Kutipan →
Internet memungkinkan orang membangun komunitas untuk menyatukan penderita gangguan mental, tetapi gambaran teromantisasi lebih berfokus pada “memamer” penderitaan melalui jumlah like dan follow. Sebab ada gangguan mental yang tergolong “keren” dan yang tidak, penderita gangguan-gangguan kurang “populer” menjadi terisolasi, yakni penderita gangguan bipolar, skizofrenia, dan gangguan kepribadian ambang batas.

“Setelah psikiater bilang aku mengalami gejala bipolar, aku pikir ‘Gila, ini bukan gangguan yang ‘keren,’” ujar seorang mahasiswa bernama Alex. “Aku tahu itu terdengar sedikit aneh, tapi aku langsung sadar alasannya karena penderita gangguan bipolar dianggap ‘gila’ di Tumblr.”

Yang Ditanyakan →
- A) Apa terjemahan bahasa Inggris dari kalimat kutipan di atas ini: "Sebab ada gangguan mental yang tergolong “keren” dan yang tidak, penderita gangguan-gangguan kurang “populer” menjadi terisolasi, yakni penderita gangguan bipolar, skizofrenia, dan gangguan kepribadian ambang batas."?
- B) Apakah setiap pernyataan berikut sesuai dengan kutipan? Jawab ya atau tidak, lalu kutip kata-kata kutipan yang menentukan jawabannya.
(i) Alex mendengar dari psikiater bahwa ia mengalami gejala bipolar.
(ii) Penderita skizofrenia disebut sebagai salah satu kelompok yang menjadi terisolasi.
(iii) Alex adalah seorang dosen.

[Catatan dataset]
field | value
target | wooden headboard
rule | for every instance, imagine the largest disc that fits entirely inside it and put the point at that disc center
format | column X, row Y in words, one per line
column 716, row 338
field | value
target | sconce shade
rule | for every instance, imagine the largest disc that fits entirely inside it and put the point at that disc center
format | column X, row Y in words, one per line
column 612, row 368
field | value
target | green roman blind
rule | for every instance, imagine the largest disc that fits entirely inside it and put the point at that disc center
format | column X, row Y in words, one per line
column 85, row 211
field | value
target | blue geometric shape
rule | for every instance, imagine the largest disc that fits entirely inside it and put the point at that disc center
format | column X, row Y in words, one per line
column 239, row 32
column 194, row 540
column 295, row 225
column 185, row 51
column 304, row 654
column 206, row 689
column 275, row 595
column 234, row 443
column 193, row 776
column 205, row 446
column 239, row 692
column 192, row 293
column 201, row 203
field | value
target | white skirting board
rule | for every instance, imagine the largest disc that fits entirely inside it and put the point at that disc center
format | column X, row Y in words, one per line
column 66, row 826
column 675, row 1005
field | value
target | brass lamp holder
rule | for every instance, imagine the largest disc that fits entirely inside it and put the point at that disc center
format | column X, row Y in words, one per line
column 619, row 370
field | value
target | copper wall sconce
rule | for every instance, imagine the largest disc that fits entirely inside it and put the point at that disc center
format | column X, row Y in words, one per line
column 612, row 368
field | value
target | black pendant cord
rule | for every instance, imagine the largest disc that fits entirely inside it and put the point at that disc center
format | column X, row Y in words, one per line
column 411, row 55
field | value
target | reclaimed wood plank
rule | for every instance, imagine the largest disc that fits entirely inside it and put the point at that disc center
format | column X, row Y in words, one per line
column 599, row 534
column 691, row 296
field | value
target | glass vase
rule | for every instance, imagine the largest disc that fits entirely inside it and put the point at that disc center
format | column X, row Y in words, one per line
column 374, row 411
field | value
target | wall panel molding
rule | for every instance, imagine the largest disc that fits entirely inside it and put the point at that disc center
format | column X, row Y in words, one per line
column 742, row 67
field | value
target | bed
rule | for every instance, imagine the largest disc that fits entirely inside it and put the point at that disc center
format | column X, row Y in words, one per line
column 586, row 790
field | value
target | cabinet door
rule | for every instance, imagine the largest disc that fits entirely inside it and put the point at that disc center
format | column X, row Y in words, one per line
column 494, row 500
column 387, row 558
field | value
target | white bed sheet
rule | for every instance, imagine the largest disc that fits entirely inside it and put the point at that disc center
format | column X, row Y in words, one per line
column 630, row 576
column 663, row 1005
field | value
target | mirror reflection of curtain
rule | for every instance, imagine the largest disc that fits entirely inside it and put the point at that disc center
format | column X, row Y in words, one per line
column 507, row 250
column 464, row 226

Penyelesaian Soal →
- A) Because some mental disorders are considered "cool" and others are not, people with less "popular" disorders become isolated, namely those with bipolar disorder, schizophrenia, and borderline personality disorder.

- B)
(i) Ya: "Setelah psikiater bilang aku mengalami gejala bipolar"
(ii) Ya: "menjadi terisolasi, yakni penderita gangguan bipolar, skizofrenia, dan gangguan kepribadian ambang batas"
(iii) Tidak: "seorang mahasiswa bernama Alex"